[Start of Attachment]

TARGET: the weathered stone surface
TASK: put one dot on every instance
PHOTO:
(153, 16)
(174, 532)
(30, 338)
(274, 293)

[End of Attachment]

:: What you should do ::
Each entry shown above must be retyped word for word.

:: Output for this task ::
TARGET: the weathered stone surface
TASK: put one dot on every instance
PHOTO:
(153, 16)
(174, 532)
(30, 338)
(274, 293)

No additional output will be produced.